SOURCE DOCUMENT
“Today I was thinking about how life could have been… if I’d never been your mother. A mother to a child with autism.
When pushing through the daily challenges that present for a child on the spectrum, the default position is to dwell on the hard stuff.
I get hurt a lot. Physically. Mentally. Emotionally.
While none of it is intentional, it sucks to be bitten or kicked by my kiddo.
While none of it is intentional, it sucks that some of my mom friends live completely unrelatable lives.
While none of it is intentional, it sucks that my little boy cannot say he loves me. Cannot call me ‘mom.’ Cannot say his own name.
And while I have certainly spent some time in that default position — victim, overwhelm, exhaustion — without having been dragged unwillingly and unwittingly through what can only be described as life’s greatest wake-up call, I can only find gratitude in my heart for all of it.
Is it what I expected from motherhood? Nope.
Is it what I planned? Hell nope.
You know, they say, ‘Life is what happens while you’re making plans.’ My experience has been that I can’t ask the universe for a big life and then complain when it gets delivered in strange wrapping paper.
Who am I to want to experience everything the world has to offer, and then turn up my nose at the first big challenge that is presented to me?
How arrogant! For me to think I have no life lessons to learn. Or that I should get to choose in which manner I should learn them. Get a grip, Anna!
How humbling to learn everything in my life offers an opportunity for growth. And the larger the challenge, the more meaningful and extraordinary the growth.
My evolution has been clumsy, fulfilling, embarrassing, terrifying, humbling, delightful, and uplifting. And I’ve barely even gotten started.
Just as the Tao Te Ching explained, teaching a child the wonder of the simple things in life means the extraordinary will take care of itself. This principle applies to me tenfold.
While some mothers are focused on matching cushions and annoyed about missing the latest episode of The Bachelor, I have learned to hone my skills in surrender and presence.
I have learned to practice gratitude for the minutia.

MATERIAL

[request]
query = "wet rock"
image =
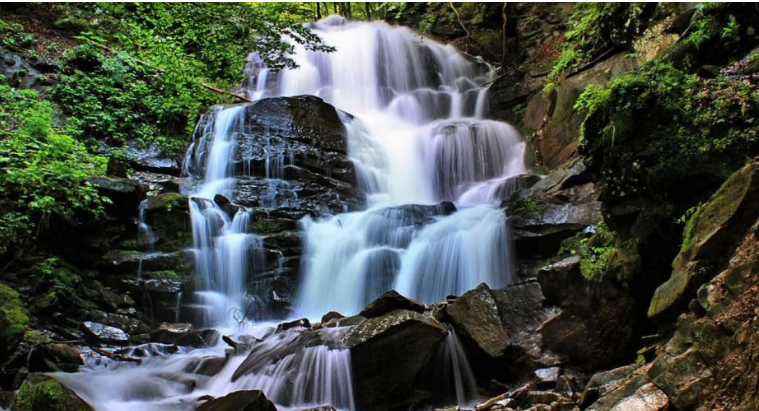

PROBLEMS AND TASKS
1. Give every word the essay about raising a child with autism uses to describe the writer's evolution.
2. Answer these from the essay about raising a child with autism:
(a) What is the writer's reply to "Is it what I planned?"
(b) Which work does the writer cite about teaching a child the wonder of the simple things in life?
(c) Which TV show does the writer say some mothers are annoyed about missing?

SOLUTIONS
1. clumsy, fulfilling, embarrassing, terrifying, humbling, delightful, uplifting

2.
(a) Hell nope.
(b) The Tao Te Ching.
(c) The Bachelor.